# PROBLEM TO SOLVE
Please convert the material, from the line containing "the dog in the picture above?" through the end, both included, into a Markdown table with the columns "Row" and "Line". Give each non-blank line its own numbered row.
|---|
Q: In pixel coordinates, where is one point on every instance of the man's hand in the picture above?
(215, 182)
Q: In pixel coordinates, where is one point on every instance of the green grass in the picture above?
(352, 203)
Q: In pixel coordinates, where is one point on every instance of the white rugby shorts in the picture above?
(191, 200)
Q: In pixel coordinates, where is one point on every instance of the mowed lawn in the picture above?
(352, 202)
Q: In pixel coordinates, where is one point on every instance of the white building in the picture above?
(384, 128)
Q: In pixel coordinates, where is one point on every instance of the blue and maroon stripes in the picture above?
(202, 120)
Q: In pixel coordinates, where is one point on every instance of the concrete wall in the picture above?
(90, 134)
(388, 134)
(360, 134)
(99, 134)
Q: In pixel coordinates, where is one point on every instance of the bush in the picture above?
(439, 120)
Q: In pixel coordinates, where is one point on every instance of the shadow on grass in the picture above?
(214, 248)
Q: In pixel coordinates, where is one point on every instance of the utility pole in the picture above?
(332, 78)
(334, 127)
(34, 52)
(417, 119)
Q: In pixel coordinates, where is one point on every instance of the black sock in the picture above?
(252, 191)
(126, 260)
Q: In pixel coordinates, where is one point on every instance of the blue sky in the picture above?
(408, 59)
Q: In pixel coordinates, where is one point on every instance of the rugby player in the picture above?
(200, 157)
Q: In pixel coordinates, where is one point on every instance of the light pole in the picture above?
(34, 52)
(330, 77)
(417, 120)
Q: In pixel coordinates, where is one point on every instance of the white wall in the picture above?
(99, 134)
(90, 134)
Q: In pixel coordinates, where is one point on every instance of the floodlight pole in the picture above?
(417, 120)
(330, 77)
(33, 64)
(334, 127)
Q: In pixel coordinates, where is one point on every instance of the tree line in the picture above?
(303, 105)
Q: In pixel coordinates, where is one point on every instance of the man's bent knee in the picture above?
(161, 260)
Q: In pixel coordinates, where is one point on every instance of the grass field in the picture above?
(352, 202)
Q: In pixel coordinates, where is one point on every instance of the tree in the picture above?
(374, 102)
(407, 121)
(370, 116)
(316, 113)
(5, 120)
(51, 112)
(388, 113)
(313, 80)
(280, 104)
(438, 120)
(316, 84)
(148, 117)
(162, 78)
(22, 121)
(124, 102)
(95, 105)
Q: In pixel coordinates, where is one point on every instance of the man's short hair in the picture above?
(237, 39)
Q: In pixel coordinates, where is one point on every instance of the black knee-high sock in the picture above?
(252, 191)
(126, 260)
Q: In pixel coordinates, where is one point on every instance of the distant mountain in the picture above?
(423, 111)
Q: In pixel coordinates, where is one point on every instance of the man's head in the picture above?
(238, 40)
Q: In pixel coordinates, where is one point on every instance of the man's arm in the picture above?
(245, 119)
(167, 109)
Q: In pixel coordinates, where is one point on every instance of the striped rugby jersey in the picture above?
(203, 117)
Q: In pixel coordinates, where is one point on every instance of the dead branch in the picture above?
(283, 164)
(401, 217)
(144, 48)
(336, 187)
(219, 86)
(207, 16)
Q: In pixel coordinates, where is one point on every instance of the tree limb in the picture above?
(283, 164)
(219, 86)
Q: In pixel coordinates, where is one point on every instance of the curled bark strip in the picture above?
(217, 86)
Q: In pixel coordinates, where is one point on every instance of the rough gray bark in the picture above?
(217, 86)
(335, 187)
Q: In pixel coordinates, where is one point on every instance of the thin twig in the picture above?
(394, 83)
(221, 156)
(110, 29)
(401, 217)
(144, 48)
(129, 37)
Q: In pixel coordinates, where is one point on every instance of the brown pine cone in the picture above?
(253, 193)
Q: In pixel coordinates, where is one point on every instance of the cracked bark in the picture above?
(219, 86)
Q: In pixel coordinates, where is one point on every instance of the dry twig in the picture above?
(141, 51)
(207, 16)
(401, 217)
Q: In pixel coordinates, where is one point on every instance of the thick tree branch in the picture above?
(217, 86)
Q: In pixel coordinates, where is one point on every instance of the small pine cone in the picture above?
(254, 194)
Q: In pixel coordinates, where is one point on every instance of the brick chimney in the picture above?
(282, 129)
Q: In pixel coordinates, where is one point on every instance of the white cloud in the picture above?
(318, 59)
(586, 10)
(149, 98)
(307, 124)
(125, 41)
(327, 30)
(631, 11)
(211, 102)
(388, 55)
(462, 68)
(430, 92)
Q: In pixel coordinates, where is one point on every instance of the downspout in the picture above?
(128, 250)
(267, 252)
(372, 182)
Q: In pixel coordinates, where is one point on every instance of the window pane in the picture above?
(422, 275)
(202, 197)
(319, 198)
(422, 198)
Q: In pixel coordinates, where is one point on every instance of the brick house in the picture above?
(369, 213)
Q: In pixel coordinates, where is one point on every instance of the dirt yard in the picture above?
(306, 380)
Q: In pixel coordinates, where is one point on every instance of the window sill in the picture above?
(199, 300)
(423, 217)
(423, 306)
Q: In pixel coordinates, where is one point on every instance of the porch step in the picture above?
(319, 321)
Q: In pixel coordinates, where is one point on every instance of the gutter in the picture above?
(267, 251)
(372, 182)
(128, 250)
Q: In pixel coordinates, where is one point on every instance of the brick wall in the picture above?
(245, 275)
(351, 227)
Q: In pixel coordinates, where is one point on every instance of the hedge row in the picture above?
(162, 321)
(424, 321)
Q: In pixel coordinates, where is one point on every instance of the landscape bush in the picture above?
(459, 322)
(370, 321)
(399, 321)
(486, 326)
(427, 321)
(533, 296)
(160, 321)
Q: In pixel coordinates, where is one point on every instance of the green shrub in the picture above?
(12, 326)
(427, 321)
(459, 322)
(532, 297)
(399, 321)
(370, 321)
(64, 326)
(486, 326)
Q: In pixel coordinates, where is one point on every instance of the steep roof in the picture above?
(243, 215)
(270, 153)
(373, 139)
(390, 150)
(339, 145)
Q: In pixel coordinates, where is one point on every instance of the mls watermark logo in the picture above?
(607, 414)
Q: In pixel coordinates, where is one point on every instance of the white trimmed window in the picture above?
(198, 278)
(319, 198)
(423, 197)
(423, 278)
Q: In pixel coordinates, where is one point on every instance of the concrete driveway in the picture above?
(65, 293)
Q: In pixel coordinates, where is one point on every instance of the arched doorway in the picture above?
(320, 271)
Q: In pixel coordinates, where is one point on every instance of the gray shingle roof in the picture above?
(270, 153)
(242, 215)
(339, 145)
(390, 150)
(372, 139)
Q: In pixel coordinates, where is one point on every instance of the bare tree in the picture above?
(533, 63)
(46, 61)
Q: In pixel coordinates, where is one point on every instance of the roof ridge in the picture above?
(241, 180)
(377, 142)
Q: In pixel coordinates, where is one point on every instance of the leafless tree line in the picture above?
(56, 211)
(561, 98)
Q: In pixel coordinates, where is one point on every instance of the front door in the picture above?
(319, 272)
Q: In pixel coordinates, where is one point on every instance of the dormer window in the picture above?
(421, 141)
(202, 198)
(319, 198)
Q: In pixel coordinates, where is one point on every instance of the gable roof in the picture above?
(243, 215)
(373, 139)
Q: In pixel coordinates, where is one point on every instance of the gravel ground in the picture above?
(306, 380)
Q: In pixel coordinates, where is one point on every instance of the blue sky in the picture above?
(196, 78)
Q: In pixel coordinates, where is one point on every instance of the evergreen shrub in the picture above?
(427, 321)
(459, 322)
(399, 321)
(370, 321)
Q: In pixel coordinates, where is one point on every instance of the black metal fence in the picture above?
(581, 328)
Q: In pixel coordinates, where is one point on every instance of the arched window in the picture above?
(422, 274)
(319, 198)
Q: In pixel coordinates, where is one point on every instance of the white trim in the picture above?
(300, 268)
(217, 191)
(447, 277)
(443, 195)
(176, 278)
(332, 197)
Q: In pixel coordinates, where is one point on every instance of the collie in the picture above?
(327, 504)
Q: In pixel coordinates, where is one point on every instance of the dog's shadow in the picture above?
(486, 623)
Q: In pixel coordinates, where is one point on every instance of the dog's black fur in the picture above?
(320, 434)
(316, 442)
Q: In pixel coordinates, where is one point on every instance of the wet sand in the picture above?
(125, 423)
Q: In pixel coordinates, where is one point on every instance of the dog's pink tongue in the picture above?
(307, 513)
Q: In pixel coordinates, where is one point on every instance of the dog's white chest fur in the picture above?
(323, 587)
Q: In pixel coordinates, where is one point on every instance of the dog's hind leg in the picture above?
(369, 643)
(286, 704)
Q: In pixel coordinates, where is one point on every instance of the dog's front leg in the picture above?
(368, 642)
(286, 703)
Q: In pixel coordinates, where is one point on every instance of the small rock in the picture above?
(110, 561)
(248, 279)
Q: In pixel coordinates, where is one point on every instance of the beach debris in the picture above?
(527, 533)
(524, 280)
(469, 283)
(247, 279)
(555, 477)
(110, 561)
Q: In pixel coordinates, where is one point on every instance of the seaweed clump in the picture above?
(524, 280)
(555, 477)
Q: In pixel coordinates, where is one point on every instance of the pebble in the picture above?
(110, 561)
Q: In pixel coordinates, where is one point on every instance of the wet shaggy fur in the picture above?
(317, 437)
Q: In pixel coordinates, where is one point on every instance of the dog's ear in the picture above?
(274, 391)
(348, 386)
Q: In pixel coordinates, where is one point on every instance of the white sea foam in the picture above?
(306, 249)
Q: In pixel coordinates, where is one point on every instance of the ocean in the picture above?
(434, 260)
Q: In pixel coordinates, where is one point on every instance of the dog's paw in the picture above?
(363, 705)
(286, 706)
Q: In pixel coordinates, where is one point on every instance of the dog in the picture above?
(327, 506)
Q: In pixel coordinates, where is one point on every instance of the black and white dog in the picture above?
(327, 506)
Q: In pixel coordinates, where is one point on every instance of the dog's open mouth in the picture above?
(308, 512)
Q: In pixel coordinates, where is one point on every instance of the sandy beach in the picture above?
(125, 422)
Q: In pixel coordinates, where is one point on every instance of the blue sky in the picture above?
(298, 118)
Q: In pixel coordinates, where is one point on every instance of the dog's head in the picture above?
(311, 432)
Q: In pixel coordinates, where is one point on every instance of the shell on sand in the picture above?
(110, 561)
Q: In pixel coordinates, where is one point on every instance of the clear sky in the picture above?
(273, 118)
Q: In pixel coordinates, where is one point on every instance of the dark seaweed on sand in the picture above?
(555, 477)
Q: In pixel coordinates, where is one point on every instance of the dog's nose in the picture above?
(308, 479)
|---|
# SOLUTION BELOW
| Row | Line |
|---|---|
| 1 | Q: In pixel coordinates, where is one point on every instance of the dog in the picture above? |
| 2 | (327, 506) |
| 3 | Q: In pixel coordinates, where is one point on every instance of the black and white dog in the picture above? |
| 4 | (327, 506) |
| 5 | Q: In pixel coordinates, where is one point on every instance of the dog's open mouth in the picture above? |
| 6 | (308, 512) |
| 7 | Q: In pixel coordinates, where is one point on every instance of the sandy beach in the picture above? |
| 8 | (125, 422) |
| 9 | Q: In pixel coordinates, where is one point on every instance of the blue sky in the picture above? |
| 10 | (298, 118) |
| 11 | Q: In pixel coordinates, where is one point on every instance of the dog's head in the picture above? |
| 12 | (311, 432) |
| 13 | Q: In pixel coordinates, where is one point on every instance of the shell on sand in the picture above? |
| 14 | (110, 561) |
| 15 | Q: In pixel coordinates, where is one point on every instance of the clear sky in the picture above? |
| 16 | (273, 118) |
| 17 | Q: In pixel coordinates, where is one point on every instance of the dark seaweed on sand in the picture above? |
| 18 | (555, 477) |
| 19 | Q: In pixel coordinates, where is one point on every instance of the dog's nose in the picture above? |
| 20 | (308, 479) |